*TASK DIRECTIONS*:
Please state how many lines of the data below contain the word "point", offering nothing besides the number.

*PROVIDED INFORMATION*:

= Beginning of Section =

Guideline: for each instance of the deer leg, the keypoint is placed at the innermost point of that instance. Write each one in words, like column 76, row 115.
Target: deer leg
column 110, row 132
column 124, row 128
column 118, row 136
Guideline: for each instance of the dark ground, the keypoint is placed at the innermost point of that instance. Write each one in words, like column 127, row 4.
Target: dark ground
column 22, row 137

= End of Section =
= Beginning of Section =

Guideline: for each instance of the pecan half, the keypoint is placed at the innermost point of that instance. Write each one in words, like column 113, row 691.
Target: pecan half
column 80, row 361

= End of Section =
= Beginning of Section =

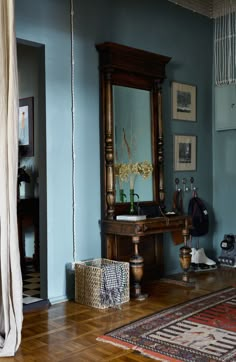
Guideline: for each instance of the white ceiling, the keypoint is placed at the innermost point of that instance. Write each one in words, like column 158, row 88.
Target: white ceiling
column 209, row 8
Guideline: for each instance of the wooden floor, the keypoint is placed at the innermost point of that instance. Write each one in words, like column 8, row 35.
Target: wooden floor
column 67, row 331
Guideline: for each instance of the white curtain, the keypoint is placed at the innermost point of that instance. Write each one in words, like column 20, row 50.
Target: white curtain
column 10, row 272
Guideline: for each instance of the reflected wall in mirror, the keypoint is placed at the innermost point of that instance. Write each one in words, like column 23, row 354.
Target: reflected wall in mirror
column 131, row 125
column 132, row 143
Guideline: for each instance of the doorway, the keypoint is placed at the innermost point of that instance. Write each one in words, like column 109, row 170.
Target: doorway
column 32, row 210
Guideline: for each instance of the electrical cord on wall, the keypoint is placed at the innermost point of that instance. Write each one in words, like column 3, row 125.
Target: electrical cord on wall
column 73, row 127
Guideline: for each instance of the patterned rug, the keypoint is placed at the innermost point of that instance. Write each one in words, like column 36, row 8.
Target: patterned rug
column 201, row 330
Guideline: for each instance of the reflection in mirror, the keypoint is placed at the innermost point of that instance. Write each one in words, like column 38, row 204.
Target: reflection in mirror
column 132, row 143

= End of Section =

*TASK OUTPUT*:
11